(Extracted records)
═══

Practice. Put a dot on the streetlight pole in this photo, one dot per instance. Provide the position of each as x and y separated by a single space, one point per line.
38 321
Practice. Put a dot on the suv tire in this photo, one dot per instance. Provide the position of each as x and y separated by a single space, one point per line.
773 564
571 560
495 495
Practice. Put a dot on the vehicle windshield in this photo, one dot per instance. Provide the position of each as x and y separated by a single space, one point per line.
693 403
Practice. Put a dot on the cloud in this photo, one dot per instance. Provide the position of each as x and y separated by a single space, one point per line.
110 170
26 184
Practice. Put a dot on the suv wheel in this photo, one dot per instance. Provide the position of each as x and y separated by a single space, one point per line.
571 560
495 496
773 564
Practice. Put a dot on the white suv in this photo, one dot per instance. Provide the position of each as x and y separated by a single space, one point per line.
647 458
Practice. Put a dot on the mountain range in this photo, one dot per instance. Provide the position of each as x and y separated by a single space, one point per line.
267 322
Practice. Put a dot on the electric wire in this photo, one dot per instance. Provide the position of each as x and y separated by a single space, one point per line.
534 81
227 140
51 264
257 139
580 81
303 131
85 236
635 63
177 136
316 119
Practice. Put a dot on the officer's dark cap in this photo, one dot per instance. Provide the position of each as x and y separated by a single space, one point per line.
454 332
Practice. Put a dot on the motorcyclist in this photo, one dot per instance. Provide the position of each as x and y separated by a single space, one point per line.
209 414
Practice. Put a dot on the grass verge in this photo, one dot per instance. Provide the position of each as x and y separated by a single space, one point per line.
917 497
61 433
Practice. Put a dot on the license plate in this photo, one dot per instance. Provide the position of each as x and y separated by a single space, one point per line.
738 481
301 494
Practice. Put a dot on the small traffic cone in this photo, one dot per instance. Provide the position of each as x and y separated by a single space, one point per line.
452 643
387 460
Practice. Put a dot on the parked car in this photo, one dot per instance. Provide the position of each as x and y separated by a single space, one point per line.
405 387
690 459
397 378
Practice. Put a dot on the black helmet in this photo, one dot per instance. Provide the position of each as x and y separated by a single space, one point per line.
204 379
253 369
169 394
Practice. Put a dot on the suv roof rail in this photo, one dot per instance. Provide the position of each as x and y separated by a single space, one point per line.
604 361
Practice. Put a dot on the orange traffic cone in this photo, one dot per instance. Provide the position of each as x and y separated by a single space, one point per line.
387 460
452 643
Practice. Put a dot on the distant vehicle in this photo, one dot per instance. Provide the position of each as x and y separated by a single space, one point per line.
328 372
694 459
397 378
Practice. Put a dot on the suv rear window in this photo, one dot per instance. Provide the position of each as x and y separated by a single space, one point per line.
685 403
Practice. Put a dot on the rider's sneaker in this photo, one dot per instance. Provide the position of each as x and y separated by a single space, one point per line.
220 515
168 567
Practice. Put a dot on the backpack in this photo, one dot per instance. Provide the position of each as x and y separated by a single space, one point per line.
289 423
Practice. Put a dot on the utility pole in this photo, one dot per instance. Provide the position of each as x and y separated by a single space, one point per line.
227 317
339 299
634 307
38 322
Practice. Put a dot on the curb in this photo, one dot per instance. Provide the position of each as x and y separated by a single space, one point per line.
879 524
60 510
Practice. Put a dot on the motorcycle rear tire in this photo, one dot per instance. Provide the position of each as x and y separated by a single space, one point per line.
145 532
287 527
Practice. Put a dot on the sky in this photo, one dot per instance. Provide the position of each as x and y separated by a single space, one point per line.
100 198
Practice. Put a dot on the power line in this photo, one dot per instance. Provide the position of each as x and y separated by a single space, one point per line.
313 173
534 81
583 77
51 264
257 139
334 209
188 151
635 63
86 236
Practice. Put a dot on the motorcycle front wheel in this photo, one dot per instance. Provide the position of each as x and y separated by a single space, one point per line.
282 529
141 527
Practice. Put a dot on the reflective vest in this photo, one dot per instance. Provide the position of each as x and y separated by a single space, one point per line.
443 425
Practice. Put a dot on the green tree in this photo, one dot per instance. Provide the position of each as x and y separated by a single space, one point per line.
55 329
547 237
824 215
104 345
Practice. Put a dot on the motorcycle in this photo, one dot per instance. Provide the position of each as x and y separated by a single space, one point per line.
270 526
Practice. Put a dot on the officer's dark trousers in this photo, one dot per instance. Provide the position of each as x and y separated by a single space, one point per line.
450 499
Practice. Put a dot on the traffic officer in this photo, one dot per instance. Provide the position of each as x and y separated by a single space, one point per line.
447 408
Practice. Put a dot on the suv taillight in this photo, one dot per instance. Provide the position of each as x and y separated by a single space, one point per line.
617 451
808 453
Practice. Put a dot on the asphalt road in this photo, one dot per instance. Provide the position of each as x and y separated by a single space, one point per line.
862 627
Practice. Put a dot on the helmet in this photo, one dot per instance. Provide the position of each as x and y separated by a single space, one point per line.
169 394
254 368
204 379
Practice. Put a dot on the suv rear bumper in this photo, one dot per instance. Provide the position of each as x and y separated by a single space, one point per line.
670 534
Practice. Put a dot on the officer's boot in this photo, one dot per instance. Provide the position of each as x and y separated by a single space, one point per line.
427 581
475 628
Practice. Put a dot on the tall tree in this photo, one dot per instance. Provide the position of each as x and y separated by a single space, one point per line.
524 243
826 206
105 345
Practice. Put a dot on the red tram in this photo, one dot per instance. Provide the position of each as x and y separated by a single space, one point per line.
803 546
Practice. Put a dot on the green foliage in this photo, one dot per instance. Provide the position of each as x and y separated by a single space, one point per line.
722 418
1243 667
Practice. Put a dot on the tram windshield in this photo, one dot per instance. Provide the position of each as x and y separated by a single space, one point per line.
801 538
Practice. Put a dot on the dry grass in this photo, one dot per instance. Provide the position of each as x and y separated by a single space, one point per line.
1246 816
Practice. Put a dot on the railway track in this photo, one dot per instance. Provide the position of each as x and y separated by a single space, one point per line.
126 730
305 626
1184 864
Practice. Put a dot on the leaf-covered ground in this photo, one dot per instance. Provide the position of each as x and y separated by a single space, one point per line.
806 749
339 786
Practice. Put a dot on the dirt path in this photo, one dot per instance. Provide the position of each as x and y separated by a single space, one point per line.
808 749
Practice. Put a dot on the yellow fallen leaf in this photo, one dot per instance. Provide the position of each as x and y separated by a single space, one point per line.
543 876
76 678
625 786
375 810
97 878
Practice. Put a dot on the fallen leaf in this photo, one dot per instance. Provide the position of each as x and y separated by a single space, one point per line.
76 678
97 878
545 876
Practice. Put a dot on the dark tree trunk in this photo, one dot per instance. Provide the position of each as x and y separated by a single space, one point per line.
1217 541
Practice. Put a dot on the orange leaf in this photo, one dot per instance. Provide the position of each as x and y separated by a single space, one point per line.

═══

--- To be done ---
Using the listing above, retype each line exactly.

--- Problem solution ---
Practice. Put a dot on the streetlight pole in this photo, one dot per instance. Provide the position of each as x and y separated by a single space, one point per line.
38 321
Practice. Put a dot on the suv tire in this photo, one dot per instance. Provide the position of each as x and y separated by a single space, one point per line.
773 564
571 560
495 495
Practice. Put a dot on the vehicle windshield in this photo, one dot per instance. Provide the position of each as x and y separated by a single space, one point per line.
693 403
Practice. Put a dot on the cloud in this photo, one dot per instance. Provide the position of each as x and y separated by a single space, one point per line.
110 170
26 184
Practice. Put a dot on the suv wheel in this photo, one dot per instance. Provide the position of each as x and y separated by a single space, one point per line.
571 560
495 496
773 564
Practice. Put a dot on the white suv in this photo, one dot per instance. Provide the position of each as x and y separated by a single space, one point per line.
647 458
Practice. Put a dot on the mountain range in this photo, one dot per instance. Provide the position of each as x and y separated by a single space, one point per line.
267 322
Practice. Put a dot on the electric wire in this photo, one dot per instance. Provide the position of each as x and y separated by a single space, one point per line.
534 81
227 140
51 264
257 139
580 81
303 131
85 236
635 63
177 136
316 119
Practice. Put a dot on the officer's dark cap in this photo, one dot per instance. Provide the position of each as x and y separated by a single space, one point per line.
454 332
Practice. Put a dot on the motorcyclist in this photo, one dot per instance. Provide the position of each as x and y separated by a single space, one point per line.
209 414
Practice. Put a dot on the grass verge in this photo, one dot per instance. Provide the position of each as x and y separated by a single space, one point per line.
917 497
61 433
Practice. Put a dot on the license plate in this photo, one dot per instance. Provide the position of each as x and y separated by a single space, one point per line.
738 481
301 494
Practice. Put a dot on the small traffic cone in this photo, one dot per instance. Provide the position of each as x and y separated by a single space, one point per line.
452 643
387 460
Practice. Put a dot on the parked car in this photo, one dot per instance. Provide the position of each as x and y separated by a single space, one point per line.
405 387
690 459
397 378
Practice. Put a dot on the black helmet in this photo, one dot per instance. Provide the position of each as x and y separated by a single space, one point per line.
204 379
253 369
169 394
Practice. Put a dot on the suv roof rail in this photo, one dot per instance. Provide the position of each as x and y separated by a single space, one point per line.
604 361
Practice. Put a dot on the orange traffic cone in this photo, one dot per instance. Provide the position of each as x and y separated by a single space, one point per line.
387 460
452 643
Practice. Put a dot on the distant vehicle in this photo, one dot per instance. Provide the position of each as x and y separated by a single space, one point per line.
328 372
694 459
397 378
Practice. Put a dot on the suv rear window in this photo, one dot per instance. Provide the position of each as x and y separated by a single space, one point per line.
685 403
Practice. Put a dot on the rider's sneaker in this photo, one dot per instance. Provide the position of each as x and y separated by a single space, one point per line.
220 515
168 567
Practice. Put a dot on the backpack in this photo, one dot per instance. Provide the position of each as x and y separated by a single space, one point per line.
289 423
Practice. Put a dot on the utility pole in this photo, one dot per instance. Provide the position of each as x and y separated by a single space, one point per line.
227 317
339 299
634 307
38 322
Practice. Put a dot on the curb in this photo, one dot per instance. Provide the position of each as x and y separated by a single space, one point per line.
879 524
60 510
Practice. Put a dot on the motorcycle rear tire in this photo, one dot per instance. Provide the position of each as x and y separated by a single space, one point per line.
145 532
287 527
Practice. Put a dot on the sky in this photo, one dot per instance. Provide the position of each as x and y separated by a single space, one point per line.
100 198
Practice. Put a dot on the power line in this photo, one dot per instance. Provide the position of each as x and y separated by a single space, one point per line.
313 173
534 81
583 77
51 264
257 139
334 209
188 151
635 63
86 236
Practice. Put a dot on the motorcycle front wheel in this photo, one dot per instance. Provide the position of each as x and y separated by a single space, one point per line.
282 529
141 527
Practice. Put a dot on the reflective vest in this photo, one dot per instance. Provide the position of each as x and y separated by a single space, one point per line.
443 425
Practice. Put a dot on the green tree in this photo, one dot per instance. Provide the position of each as x and y separated by a single space, one point per line.
55 329
547 237
824 215
104 345
Practice. Put a dot on the motorcycle in this photo, one dot per instance. Provide the position of each as x and y separated by a single space, one point per line.
270 526
Practice. Put a dot on the officer's dark trousers in this photo, one dot per instance. Provide the position of each as x and y separated by a single space, one point per line.
450 499
Practice. Put a dot on the traffic officer in this photo, one dot per instance. Provide the position of each as x and y separated by a single space, one point per line.
447 408
Practice. Put a dot on the suv taillight in this photo, one dot per instance. Provide the position of each as x and y separated by a single space, one point per line.
617 451
808 453
Practice. Put a dot on the asphalt road in this photo, one dot per instance. Provide the position of each as x and y separated by a single space, one point per line.
862 627
Practice. Put a dot on the helmet in this photo, one dot per instance. Provide the position of each as x and y separated by a single space, one point per line.
169 394
254 368
204 379
Practice. Put a dot on the suv rear bumper in this photo, one dot per instance. Provide the position of each as x and y separated by a single space, one point per line.
670 534
Practice. Put a dot on the officer's boot in this photo, one dot per instance. Provide the position of each as x and y separated by a single space, one point per line.
427 581
475 628
Practice. Put a dot on the tall tree in this photo, one dot per instance. Provide the position of each as x and y separated by a single space, one point per line.
524 243
826 206
105 345
Practice. Put a dot on the red tram in this photo, one dot per instance. Provide the position of each as x and y separated by a single space, one point per line.
803 546
Practice. Put a dot on the green foliage in this photo, one dot per instance. Provide the position of each as x and y separated by a single space, one point per line.
722 418
1243 667
Practice. Put a dot on the tram windshield in this photo, one dot per instance. Provide the position of each as x and y separated by a single space, one point per line.
801 538
Practice. Put a dot on the dry grass in this photo, one dot per instance. Provide the position of each as x and y separated by a single space, one point per line.
1246 816
Practice. Put a dot on the railway track in this photo, one dot per instance. Provide the position of each as x and y separated by a single space, one point per line.
126 730
305 626
1184 864
Practice. Put a dot on the leaf-covered ground in this photo, one dot per instance. Provide the position of each as x and y separated by a single space, one point per line.
806 749
339 786
Practice. Put a dot on the dirt path in this photo, one dot per instance. Provide the position of each as x and y separated by a single space, one point per line.
808 749
Practice. Put a dot on the yellow fallen leaf in this photo, one dot per instance. Provide the position of each as x and y separated by a single space, one point per line.
543 876
76 678
625 786
375 810
97 878
Practice. Put a dot on the fallen leaf in this photo, one dot per instance. Provide the position of each as x and y separated by a single space, one point per line.
76 678
97 878
545 876
Practice. Put a dot on the dark tree trunk in this photo, one dot per instance. Provide the position of each as x and y separated by a single space, one point per line.
1217 541
Practice. Put a dot on the orange leaf in this photo, one dot per instance. Provide the position of each as x and y separated by a single space, one point per line.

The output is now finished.